Instructions for the task -
Resume the news article about the sanctions for AI-fabricated court citations, starting right after its last sentence.

Selected passage -
%%

San Diego attorney faces $96,000 in sanctions over AI-hallucinated court filings

A San Diego attorney must pay nearly $96,000 after submitting court filings with 15 fake AI-generated case citations. The penalty is believed to be among the largest ever for AI hallucination errors in U.S. federal court.

Categorized in: AI News Legal
Published on: Apr 05, 2026
San Diego attorney faces $96,000 in sanctions over AI-hallucinated court filings

San Diego Attorney Ordered to Pay $96,000 for AI-Hallucinated Legal Citations

A federal judge in Oregon has imposed what is believed to be one of the largest monetary penalties ever assessed against a U.S. attorney for submitting fabricated legal citations generated by artificial intelligence. San Diego attorney Stephen Brigandi must pay $15,500 in disciplinary sanctions and nearly $80,500 in opposing counsel's legal fees.

The case involves a family dispute over Valley View Winery in southwestern Oregon. Brigandi filed three motions containing citations to 15 nonexistent cases and eight fabricated quotes falsely attributed to legitimate legal authorities. A second attorney in the case was ordered to pay an additional $14,200, bringing total penalties above $110,000.

%%

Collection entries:
%%

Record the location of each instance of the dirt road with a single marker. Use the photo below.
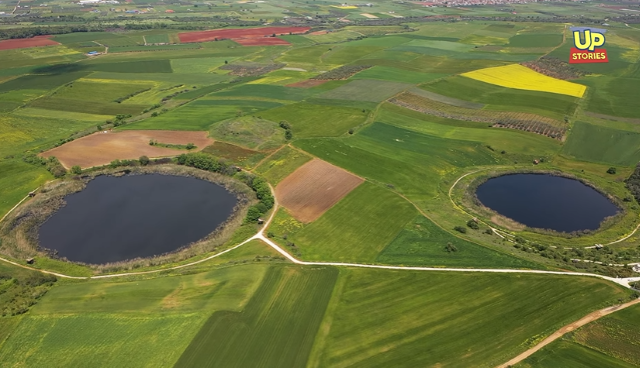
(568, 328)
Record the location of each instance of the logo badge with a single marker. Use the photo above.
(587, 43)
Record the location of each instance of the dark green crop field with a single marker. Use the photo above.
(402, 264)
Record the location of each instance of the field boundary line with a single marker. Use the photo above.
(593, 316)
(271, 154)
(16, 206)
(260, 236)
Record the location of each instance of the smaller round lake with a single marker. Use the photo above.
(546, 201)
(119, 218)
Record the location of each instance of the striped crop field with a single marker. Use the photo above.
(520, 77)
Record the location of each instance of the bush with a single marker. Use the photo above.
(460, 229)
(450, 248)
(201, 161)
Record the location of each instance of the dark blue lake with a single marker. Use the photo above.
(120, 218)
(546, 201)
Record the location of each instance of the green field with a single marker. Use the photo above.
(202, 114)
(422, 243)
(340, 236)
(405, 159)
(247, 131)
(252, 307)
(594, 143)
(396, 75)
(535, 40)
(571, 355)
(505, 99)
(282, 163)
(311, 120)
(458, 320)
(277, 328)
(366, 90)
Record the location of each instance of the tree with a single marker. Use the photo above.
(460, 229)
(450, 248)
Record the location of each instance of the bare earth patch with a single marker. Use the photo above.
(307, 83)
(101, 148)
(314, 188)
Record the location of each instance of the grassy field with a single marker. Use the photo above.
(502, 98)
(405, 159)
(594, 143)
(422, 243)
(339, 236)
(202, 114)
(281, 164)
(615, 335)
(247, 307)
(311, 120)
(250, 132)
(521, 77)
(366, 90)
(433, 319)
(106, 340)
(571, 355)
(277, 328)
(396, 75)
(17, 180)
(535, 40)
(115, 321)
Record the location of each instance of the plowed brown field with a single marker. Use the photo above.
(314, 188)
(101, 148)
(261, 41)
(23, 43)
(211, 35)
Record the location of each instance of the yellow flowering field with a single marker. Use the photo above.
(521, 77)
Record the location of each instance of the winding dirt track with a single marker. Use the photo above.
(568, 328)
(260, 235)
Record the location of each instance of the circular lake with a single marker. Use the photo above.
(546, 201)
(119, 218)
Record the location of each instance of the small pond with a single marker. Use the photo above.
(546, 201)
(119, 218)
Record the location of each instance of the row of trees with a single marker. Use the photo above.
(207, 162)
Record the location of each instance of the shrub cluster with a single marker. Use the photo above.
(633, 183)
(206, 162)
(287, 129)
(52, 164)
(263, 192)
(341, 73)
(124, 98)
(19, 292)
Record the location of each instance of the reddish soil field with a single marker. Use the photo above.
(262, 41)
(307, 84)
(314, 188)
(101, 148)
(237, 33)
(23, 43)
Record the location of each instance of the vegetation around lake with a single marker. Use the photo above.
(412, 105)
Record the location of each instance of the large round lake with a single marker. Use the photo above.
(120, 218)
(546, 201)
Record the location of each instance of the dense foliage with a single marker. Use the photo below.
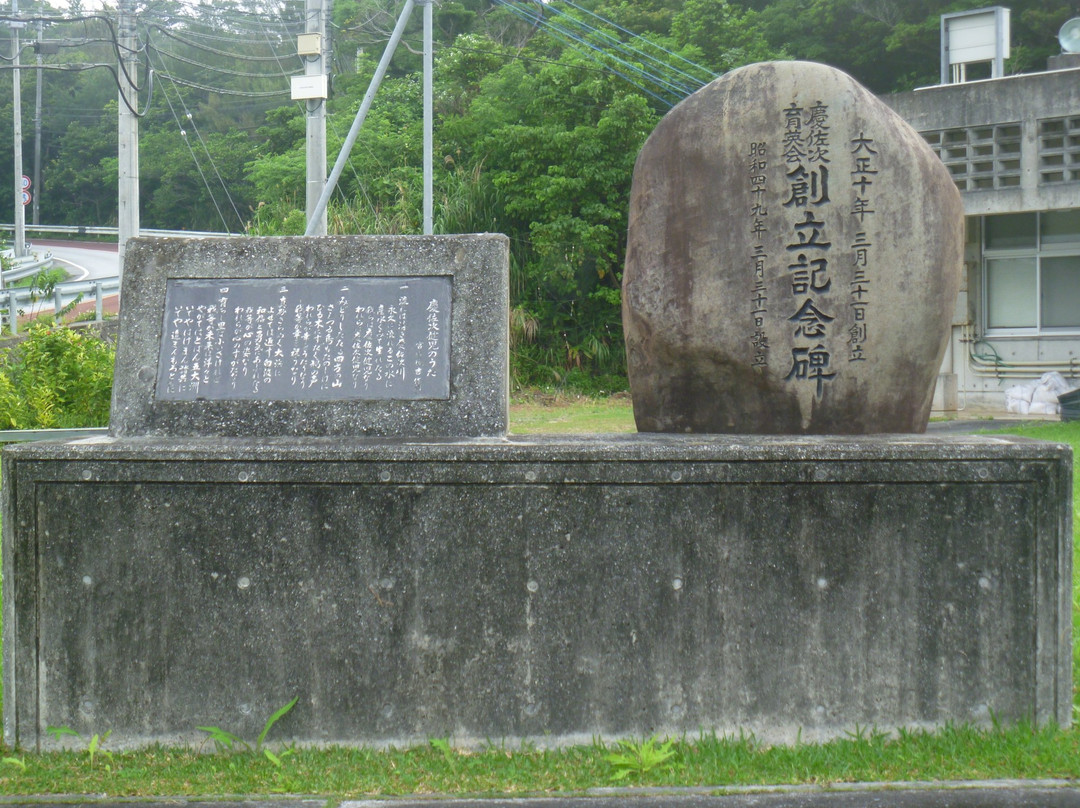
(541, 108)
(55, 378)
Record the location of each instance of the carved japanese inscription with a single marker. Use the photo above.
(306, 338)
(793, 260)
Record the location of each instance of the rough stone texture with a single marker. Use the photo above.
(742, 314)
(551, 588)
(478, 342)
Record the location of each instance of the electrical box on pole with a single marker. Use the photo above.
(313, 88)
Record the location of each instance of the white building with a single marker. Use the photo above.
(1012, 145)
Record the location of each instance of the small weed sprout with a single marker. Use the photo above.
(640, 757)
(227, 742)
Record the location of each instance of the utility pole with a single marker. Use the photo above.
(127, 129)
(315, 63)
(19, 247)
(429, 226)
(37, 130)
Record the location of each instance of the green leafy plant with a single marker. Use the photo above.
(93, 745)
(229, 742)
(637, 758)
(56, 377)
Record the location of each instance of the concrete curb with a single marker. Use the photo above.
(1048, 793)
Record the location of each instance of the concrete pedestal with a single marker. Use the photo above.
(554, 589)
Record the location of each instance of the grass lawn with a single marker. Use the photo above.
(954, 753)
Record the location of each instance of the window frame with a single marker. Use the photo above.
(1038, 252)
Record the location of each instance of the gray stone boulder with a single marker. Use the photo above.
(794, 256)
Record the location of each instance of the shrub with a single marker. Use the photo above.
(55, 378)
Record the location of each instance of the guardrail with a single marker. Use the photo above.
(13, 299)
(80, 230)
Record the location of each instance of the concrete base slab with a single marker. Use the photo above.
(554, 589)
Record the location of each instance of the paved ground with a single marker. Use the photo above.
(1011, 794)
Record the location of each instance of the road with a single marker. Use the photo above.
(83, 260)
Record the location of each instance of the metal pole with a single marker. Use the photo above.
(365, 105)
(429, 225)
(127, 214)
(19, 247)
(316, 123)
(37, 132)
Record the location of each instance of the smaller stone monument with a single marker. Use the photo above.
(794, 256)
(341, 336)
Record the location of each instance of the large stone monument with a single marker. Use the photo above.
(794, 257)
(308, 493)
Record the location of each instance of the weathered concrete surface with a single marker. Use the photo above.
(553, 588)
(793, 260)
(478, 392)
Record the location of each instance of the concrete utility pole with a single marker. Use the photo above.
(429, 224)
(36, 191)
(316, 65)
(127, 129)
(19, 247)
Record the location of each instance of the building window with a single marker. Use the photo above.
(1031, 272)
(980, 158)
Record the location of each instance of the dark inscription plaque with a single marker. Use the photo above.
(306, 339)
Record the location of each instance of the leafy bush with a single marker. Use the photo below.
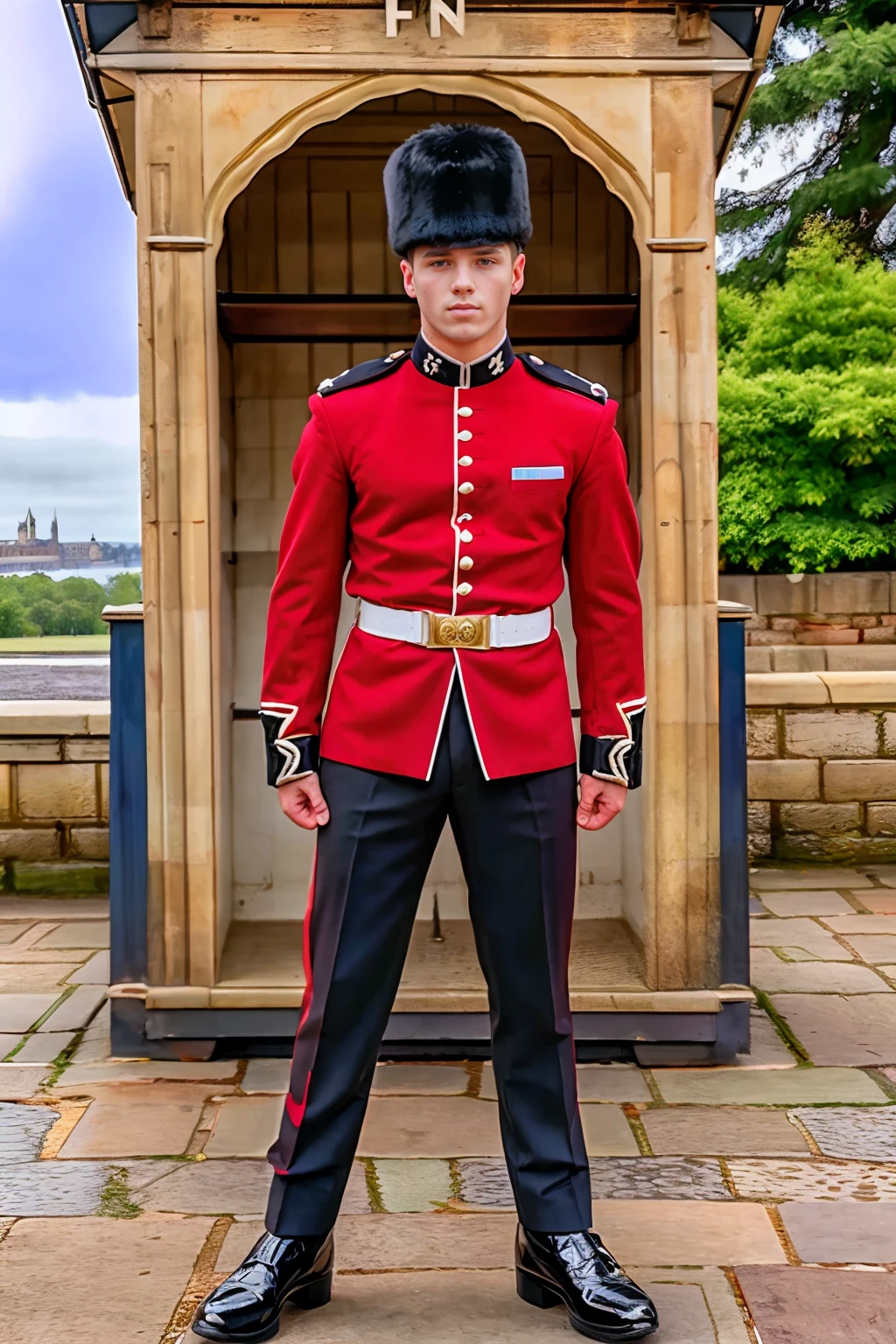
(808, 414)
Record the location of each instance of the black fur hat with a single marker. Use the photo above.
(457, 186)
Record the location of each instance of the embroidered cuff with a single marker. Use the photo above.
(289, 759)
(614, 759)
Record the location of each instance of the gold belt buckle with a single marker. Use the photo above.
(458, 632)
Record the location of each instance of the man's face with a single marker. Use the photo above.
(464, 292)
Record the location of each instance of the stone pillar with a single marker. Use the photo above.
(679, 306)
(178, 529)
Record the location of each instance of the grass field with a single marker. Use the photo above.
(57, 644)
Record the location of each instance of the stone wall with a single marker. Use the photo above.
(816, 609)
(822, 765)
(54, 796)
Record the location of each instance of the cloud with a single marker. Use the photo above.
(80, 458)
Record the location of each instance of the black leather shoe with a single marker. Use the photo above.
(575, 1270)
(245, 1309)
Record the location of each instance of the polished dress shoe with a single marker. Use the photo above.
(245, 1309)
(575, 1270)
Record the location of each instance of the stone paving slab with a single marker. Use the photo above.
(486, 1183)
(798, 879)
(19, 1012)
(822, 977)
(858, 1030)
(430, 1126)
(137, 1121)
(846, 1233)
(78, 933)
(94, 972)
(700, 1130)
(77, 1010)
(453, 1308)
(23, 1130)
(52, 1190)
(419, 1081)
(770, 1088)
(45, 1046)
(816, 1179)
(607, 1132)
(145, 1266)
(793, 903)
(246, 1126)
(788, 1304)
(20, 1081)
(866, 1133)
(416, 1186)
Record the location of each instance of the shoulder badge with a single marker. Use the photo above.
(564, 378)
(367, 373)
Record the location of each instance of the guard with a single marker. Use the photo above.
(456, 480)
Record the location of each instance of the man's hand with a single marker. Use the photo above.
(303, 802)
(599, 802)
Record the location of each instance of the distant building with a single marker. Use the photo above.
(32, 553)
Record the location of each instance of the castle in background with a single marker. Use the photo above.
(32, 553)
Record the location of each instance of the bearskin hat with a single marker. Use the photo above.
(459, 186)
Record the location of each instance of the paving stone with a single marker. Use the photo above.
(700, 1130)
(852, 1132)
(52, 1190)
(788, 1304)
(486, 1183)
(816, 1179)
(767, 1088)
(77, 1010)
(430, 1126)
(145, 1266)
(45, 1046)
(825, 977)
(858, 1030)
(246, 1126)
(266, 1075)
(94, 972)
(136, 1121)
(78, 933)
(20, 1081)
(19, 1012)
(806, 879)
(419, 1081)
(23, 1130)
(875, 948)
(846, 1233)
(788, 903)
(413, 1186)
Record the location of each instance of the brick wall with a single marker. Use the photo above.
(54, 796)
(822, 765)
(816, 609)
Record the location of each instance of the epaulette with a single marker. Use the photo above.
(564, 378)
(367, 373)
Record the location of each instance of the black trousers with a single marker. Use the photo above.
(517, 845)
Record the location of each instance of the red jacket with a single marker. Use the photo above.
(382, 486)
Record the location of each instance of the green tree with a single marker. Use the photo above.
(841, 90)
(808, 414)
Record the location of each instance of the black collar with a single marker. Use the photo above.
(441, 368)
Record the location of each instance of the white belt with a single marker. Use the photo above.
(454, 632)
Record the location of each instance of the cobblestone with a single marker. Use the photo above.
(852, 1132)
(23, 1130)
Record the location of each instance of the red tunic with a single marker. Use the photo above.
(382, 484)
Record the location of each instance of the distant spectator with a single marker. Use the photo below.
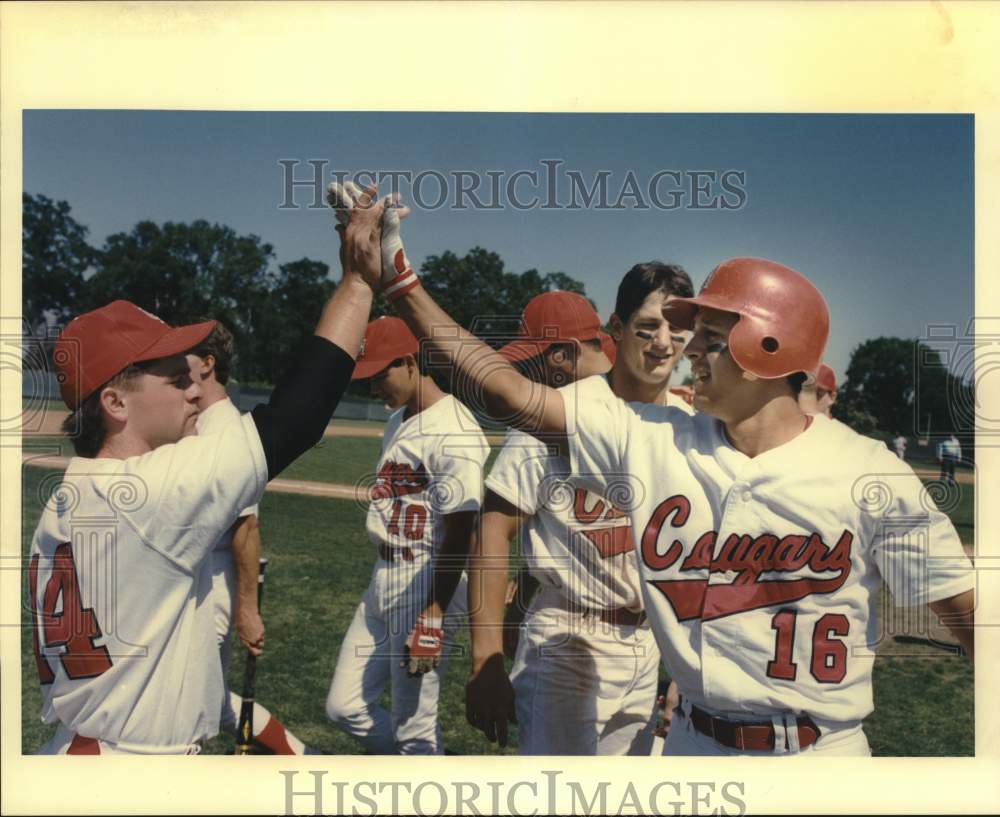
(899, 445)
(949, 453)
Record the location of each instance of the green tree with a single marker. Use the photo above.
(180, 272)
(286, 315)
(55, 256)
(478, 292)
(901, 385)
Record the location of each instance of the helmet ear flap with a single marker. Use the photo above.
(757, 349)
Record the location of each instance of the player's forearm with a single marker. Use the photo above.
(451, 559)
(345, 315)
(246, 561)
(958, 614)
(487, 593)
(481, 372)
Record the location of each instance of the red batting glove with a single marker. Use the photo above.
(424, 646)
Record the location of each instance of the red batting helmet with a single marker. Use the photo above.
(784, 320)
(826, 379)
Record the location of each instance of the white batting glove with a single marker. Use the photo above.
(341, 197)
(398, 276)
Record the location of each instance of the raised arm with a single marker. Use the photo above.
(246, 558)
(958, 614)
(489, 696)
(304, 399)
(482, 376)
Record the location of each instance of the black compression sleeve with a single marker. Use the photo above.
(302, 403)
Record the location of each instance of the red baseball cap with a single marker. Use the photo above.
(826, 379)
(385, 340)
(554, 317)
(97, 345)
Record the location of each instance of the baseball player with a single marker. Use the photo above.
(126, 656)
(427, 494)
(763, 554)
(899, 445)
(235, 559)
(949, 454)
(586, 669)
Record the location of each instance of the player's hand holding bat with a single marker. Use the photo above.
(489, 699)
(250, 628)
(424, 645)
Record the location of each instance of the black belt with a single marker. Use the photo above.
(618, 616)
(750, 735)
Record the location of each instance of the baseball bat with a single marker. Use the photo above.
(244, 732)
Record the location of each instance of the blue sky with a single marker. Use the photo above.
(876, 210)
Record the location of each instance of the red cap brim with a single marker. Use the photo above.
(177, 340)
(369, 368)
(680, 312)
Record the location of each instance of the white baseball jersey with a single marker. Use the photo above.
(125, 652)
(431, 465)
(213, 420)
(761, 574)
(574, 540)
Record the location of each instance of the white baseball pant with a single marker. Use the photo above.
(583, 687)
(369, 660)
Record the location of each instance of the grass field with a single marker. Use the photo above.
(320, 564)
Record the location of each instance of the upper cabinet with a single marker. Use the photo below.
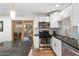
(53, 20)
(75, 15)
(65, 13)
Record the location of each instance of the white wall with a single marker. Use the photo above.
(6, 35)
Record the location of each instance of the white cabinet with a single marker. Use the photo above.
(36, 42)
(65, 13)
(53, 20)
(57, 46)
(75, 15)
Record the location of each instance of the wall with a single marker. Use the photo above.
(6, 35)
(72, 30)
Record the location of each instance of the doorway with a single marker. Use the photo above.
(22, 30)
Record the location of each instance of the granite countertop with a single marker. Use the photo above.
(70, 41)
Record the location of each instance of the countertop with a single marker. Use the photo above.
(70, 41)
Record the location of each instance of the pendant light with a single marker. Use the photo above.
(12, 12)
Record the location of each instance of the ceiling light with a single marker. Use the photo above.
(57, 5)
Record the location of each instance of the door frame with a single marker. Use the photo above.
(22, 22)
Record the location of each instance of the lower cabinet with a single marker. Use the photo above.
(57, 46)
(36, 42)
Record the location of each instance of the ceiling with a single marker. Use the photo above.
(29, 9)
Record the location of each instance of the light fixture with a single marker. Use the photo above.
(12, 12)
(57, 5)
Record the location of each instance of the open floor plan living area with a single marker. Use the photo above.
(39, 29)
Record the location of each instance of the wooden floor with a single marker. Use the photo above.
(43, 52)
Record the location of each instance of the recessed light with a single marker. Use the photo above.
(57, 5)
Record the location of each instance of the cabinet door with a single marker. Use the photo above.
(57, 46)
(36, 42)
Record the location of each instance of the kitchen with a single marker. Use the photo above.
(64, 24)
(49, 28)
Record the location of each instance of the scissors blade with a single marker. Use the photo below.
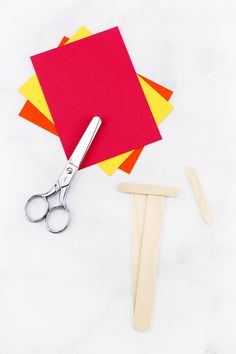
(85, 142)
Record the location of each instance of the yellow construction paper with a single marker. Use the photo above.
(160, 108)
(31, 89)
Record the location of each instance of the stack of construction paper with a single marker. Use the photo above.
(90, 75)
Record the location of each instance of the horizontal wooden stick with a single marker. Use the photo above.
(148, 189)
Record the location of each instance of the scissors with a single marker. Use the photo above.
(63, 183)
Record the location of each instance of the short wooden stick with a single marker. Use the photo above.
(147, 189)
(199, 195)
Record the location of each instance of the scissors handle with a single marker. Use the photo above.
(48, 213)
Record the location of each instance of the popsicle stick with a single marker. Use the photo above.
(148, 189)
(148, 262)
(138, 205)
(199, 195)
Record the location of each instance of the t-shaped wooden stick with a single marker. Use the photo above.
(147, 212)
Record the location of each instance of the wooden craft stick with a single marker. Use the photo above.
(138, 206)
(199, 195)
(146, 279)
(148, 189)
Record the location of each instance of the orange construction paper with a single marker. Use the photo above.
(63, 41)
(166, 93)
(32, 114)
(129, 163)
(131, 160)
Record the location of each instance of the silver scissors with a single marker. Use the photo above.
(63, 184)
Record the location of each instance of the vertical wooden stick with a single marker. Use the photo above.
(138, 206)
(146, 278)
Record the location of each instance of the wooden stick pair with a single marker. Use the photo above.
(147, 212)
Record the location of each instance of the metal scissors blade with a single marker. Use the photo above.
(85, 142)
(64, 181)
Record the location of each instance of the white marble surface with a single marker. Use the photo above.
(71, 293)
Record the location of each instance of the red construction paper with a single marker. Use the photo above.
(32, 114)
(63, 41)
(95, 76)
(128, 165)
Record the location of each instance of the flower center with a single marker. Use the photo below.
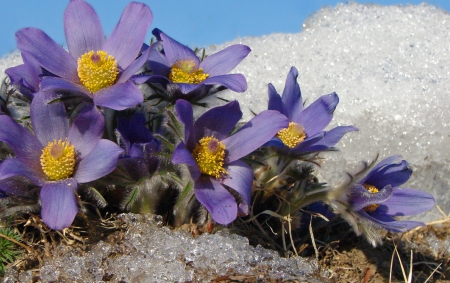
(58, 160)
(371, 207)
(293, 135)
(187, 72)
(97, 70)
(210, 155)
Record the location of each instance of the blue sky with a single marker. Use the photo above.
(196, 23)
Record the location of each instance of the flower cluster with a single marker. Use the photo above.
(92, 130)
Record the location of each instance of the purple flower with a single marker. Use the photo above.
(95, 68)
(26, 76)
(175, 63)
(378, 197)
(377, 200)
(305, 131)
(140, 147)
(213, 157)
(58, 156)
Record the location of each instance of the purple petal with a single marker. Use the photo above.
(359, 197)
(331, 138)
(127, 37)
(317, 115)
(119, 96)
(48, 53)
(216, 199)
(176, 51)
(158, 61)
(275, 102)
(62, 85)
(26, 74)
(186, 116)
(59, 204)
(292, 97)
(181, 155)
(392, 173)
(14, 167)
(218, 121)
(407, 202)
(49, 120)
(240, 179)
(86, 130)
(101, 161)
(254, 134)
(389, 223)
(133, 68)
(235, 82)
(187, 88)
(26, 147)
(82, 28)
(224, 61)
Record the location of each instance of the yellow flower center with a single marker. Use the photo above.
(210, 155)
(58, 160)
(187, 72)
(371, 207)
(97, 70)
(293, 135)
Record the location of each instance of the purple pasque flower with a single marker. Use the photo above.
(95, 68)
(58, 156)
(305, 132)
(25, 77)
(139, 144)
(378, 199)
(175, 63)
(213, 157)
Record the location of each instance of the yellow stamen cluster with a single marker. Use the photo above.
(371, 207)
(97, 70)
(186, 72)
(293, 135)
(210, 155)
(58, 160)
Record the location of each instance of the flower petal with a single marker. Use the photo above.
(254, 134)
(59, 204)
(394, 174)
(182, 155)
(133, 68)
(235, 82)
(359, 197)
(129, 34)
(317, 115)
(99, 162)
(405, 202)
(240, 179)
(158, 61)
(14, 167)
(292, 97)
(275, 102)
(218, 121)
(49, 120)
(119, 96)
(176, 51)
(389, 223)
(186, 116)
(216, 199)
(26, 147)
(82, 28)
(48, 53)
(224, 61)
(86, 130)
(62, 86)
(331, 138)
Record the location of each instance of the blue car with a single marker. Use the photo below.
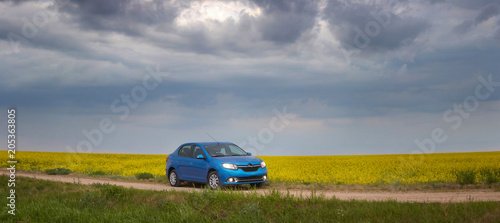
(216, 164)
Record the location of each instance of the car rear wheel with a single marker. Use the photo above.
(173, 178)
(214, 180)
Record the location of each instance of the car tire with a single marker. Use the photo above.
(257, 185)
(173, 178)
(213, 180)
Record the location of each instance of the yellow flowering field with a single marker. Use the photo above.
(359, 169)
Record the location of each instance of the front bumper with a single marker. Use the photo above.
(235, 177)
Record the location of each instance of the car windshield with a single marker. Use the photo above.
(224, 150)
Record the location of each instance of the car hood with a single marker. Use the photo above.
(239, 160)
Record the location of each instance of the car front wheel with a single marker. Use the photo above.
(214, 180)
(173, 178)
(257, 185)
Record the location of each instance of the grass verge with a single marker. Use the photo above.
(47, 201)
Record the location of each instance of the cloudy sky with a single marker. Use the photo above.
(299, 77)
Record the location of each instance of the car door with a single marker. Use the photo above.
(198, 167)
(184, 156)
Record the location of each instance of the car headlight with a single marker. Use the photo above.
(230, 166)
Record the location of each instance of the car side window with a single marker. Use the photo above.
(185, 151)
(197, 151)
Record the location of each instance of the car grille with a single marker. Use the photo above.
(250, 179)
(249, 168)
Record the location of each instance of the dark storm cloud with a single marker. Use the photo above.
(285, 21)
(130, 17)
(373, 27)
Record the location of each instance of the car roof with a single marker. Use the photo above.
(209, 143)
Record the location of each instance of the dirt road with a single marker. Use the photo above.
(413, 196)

%%

Exercise output -
U.S. Magistrate Judge Mark Clarke called the case "a notorious outlier in both degree and volume" among the growing number of AI-related sanctions in federal courts.

The Dispute Over Who Drafted the Documents

Brigandi has consistently denied drafting the three problematic motions. He told the Union-Tribune he represented his client, San Diego resident Joanne Couvrette, on a pro bono basis and did not personally write the documents containing the hallucinated citations.

However, the judge found "persuasive evidence" that Couvrette herself drafted the filings. Court documents show Couvrette had represented herself in multiple lawsuits and had filed similar briefs containing fabricated cases in Oregon state court just months before the federal filings.

When asked who actually drafted the motions, both Brigandi and the local counsel attorney cited attorney-client privilege and declined to answer directly. The judge noted that Couvrette and Brigandi failed to dispute the evidence against them despite multiple opportunities to do so in court.

"Ms. Couvrette's and Mr. Brigandi's silence, despite multiple opportunities to explain their side of the story, speaks volumes," Clarke wrote.

Couvrette's Role in the Case

Couvrette is the eldest sibling in the Wisnovsky family. She filed the lawsuit in January 2021 against her two younger brothers, Mark and Michael Wisnovsky, over control of the family winery during their mother's final years.

Brigandi joined the litigation in early 2024, nearly three years after it began. Because he is not licensed to practice in Oregon federal court, he required special permission and had to work with a local counsel attorney.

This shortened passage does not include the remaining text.